▶ TASK DIRECTIONS
Pick up the passage about Myasnikov's dissent within the Russian Communist Party after its final sentence and keep writing it.

Even after his views had been condemned by the Central Committee, Myasnikov succeeded in getting them adopted by the party organisation in Motovilikha, where he formed a group called “Workers Group of the Russian Communist Party”. He was expelled from the party on 22 February 1922.

Myasnikov had never belonged to the Workers' Opposition, which in 1920–21, called for the management of the economy to be turned over to the trade unions. Myasnikov disagreed with the Workers' Opposition's call for unions to manage the economy. Instead, in a 1921 manifesto, Myasnikov argued that "those comrades who think there is nothing outside of the trade unions are mistaken, because there are institutions that are strictly united with each factory, each department, each workshop: these institutions are the soviets" and called for “producers’ soviets” to administer industry and for freedom of the press for all workers. Leaders of the Workers Opposition Alexander Shlyapnikov and Sergei Medvedev feared that Myasnikov's proposals would give too much power to peasants. But, by 1922, the two groups made common cause against the absence of free debate within the communist party. Shlyapnikov, Medvedev and Myasnikov were all signatories of the "Letter of the Twenty-Two" to the Comintern in 1922, protesting the Russian Communist Party leaders' suppression of dissent among proletarian members of the Communist Party.

▶ DATA EXTRACT
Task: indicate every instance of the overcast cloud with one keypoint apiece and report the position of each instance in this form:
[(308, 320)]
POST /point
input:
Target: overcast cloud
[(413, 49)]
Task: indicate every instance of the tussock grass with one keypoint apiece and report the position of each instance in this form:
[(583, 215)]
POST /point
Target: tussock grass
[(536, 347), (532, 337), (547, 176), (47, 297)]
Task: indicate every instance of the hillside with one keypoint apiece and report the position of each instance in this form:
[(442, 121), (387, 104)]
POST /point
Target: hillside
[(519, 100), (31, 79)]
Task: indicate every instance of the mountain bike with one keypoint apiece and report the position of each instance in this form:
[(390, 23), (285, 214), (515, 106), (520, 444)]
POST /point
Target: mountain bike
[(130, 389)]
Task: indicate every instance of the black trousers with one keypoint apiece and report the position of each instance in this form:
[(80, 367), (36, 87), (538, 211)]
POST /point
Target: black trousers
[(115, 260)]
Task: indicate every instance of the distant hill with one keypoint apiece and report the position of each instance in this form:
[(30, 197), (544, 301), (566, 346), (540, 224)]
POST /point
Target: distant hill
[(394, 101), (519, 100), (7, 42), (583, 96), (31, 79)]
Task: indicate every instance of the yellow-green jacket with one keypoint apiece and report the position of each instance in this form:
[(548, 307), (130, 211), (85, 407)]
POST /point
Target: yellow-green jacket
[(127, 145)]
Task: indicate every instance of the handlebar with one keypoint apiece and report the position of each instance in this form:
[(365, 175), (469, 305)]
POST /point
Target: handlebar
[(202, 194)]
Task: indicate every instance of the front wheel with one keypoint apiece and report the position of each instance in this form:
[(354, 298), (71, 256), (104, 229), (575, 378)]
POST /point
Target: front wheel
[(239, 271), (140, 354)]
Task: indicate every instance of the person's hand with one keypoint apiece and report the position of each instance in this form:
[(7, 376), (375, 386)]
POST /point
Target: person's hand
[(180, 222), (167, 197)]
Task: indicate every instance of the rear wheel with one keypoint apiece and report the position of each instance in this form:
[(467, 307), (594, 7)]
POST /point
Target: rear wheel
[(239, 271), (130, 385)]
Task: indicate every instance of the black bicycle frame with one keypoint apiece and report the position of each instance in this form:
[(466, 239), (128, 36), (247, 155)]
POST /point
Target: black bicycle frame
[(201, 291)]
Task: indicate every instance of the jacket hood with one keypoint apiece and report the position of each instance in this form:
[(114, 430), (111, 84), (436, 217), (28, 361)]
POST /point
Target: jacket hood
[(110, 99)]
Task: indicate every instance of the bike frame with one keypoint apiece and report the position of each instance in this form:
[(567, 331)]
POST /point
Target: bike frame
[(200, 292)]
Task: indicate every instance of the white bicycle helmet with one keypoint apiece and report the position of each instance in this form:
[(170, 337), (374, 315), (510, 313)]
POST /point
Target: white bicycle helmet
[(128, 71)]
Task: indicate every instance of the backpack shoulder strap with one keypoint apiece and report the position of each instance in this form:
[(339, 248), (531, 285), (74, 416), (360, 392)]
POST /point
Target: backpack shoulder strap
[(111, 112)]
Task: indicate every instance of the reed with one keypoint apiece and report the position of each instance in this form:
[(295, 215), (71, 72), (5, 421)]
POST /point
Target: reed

▶ THE ANSWER
Myasnikov was arrested by the OGPU in May 1923, but then released him and sent on a trade mission in Germany. There he formed ties to the Communist Workers' Party of Germany, a group at odds with the Russian Communist Party. These groups helped him publish the Manifesto of the Workers Group, without permission from the Russian Communist Party. Workers' Group was suppressed and later in 1923 Myasnikov was persuaded to return to Russia, where he was arrested and imprisoned.

In 1927, his sentence was changed to internal exile in Yerevan, Armenia. In November 1928, he fled the USSR for Iran. He was arrested in Iran and then deported to Turkey. In 1930, he immigrated to France, where he worked in factories until 1944. In exile, he wrote a long essay denouncing the communist system in the Soviet Union as 'state capitalism', and calling for it to be destroyed and replaced by a workers' democracy.

In 1941, Myasnikov was arrested by Gestapo after visiting the Soviet Embassy in Paris. In 1942, he escaped to Toulouse in the unoccupied zone, but was captured by the French police and sent to Camp du Récébédou. He was assigned by the Organisation Todt as a forced labourer to work on the Atlantic Wall defense system. He returned to Paris after being released in July 1943.

== Death ==
In November 1944, he was invited by the Soviet embassy in France to return to the USSR. He accepted the invitation, received a visa and was sent to the USSR via the embassy on 18 December 1944. He left in January 1945, on the same aircraft as the spy Alexander Foote. Despite the promise of amnesty, he was arrested by the Soviet secret police on 17 January 1945, and executed on 16 November 1945.

On 25 December 2001, Myasnikov was rehabilitated.

==Bibliography==
- Avrich, Paul (1984). "Bolshevik Opposition to Lenin: G. T. Miasnikov and the Workers' Group"
- Miasnikov, G. "Filosofiia ubiistva, ili pochemu i kak ia ubil Mikhaila Romanova." Minuvshee, 18 (1995): 7–191.
- Alikina, Nadezhda Alekseevna. Don Kikhot proletarskoi revoliutsii. Perm: Izdatel'stvo Pushka, 2006.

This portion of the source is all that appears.